▶ _Your goal_
Give the part of the data that opens with the line containing "Hi there — would you mind identifying the magnifying" and closes with the line containing "[324, 515, 346, 533]" as a Markdown table with the columns Row and Line, omitting blank lines.

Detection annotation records

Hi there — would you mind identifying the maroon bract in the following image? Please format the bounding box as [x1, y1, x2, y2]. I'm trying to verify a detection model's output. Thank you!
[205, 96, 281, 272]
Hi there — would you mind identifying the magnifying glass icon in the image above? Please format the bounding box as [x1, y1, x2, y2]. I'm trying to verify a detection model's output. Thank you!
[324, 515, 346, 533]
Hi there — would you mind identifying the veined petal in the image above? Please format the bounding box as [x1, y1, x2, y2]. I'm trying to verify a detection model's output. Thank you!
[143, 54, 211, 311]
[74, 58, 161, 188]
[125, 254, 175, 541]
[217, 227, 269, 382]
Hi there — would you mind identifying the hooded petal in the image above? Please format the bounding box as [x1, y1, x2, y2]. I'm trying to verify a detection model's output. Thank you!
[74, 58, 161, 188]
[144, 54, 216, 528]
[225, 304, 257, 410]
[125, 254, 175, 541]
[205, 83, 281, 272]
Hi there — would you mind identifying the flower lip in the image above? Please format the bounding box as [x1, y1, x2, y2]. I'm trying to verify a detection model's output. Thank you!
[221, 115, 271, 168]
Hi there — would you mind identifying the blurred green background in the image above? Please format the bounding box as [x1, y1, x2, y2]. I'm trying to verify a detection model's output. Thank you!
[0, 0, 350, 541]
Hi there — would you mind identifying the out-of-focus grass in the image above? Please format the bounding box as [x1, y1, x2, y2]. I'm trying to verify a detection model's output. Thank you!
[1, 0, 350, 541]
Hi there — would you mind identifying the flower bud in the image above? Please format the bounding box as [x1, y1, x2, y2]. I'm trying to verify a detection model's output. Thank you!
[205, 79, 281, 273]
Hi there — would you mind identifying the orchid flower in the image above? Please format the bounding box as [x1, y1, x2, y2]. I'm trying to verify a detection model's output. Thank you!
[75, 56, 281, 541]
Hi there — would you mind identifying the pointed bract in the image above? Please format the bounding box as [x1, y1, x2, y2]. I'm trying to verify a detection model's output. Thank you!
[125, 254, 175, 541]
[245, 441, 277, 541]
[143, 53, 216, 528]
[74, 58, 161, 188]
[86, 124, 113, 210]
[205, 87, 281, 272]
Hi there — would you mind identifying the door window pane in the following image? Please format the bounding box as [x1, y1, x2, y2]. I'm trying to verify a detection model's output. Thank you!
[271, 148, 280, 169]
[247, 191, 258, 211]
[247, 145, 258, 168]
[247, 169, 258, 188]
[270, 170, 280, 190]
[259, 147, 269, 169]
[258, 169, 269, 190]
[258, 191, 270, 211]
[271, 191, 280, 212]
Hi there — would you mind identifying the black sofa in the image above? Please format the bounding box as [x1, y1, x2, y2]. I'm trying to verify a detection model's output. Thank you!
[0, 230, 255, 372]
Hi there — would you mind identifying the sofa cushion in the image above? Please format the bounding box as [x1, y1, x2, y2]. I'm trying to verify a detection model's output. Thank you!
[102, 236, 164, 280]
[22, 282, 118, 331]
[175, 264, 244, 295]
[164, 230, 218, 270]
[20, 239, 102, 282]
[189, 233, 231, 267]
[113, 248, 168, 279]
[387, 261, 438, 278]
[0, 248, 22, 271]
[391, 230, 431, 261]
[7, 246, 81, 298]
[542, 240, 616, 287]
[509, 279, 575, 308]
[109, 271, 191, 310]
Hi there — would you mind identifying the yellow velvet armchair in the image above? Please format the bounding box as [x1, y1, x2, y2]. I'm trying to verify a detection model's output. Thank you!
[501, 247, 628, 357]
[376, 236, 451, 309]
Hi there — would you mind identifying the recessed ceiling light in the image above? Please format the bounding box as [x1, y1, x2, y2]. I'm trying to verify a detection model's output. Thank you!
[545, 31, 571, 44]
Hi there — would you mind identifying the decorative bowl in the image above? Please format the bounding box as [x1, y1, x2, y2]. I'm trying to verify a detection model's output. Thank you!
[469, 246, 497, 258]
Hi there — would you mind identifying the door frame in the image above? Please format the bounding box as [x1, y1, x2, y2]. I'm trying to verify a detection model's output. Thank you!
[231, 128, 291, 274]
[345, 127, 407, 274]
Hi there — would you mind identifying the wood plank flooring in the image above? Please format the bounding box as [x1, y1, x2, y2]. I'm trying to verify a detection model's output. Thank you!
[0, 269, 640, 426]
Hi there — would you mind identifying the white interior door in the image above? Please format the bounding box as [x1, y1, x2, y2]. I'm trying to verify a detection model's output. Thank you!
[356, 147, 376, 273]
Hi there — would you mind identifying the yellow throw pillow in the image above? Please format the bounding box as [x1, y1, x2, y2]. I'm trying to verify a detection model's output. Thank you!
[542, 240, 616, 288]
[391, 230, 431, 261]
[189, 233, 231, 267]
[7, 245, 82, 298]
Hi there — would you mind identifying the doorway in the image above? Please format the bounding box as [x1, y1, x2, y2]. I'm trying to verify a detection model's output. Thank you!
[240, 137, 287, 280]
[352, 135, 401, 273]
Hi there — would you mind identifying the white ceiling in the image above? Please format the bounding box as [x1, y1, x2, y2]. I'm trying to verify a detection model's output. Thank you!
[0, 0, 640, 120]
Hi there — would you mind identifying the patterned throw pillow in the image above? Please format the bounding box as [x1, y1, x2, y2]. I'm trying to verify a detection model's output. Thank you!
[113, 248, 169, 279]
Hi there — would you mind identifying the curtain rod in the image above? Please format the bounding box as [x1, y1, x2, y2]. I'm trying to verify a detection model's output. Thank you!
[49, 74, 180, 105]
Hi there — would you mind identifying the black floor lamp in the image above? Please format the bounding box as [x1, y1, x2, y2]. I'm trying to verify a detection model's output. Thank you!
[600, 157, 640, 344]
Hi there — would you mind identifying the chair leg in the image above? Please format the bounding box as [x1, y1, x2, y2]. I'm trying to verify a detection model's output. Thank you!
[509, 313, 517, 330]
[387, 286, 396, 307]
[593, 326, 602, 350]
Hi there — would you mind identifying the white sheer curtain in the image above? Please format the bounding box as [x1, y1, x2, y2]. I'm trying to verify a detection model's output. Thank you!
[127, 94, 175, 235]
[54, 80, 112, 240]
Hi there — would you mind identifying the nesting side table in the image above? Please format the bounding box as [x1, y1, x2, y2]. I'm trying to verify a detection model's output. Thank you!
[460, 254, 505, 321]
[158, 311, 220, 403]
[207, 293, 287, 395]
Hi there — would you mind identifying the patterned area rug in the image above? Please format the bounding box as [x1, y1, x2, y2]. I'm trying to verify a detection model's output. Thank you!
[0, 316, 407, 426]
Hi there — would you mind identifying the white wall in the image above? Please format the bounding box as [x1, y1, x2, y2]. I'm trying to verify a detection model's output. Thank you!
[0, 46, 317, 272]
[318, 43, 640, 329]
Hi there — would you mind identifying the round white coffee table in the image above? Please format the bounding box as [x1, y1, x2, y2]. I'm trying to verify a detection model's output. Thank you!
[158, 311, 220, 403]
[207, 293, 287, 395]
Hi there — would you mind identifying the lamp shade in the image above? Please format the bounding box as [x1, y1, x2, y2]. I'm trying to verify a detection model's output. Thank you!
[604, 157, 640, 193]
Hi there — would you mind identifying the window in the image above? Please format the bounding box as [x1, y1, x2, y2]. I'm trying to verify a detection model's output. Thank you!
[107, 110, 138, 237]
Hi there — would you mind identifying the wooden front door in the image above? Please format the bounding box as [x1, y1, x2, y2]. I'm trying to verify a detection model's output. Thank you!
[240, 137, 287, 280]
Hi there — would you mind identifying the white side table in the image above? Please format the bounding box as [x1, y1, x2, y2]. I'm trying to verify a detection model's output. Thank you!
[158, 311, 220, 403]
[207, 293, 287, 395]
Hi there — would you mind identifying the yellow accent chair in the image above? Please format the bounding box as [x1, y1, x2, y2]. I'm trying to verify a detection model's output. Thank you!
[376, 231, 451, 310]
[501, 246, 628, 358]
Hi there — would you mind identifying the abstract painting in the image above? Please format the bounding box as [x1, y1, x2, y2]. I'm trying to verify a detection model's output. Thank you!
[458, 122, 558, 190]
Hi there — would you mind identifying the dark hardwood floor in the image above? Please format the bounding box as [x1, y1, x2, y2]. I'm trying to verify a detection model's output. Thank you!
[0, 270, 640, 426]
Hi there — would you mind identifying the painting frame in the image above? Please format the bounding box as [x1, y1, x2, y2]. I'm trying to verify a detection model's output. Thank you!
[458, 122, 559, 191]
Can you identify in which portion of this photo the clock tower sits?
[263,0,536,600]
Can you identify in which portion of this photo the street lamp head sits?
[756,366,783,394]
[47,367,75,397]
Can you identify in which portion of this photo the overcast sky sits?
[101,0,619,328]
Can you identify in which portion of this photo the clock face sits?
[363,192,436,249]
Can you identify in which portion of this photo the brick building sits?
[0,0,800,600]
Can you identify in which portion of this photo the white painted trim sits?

▶ _Solution to the problem_
| Row | Line |
|---|---|
| 1 | Hi there — would you mind identifying the magnifying glass icon in the image above? Please format the bounding box as [x1, y1, x2, y2]. I'm trying to verify a detection model's output. Thank you! |
| 2 | [324, 515, 346, 533] |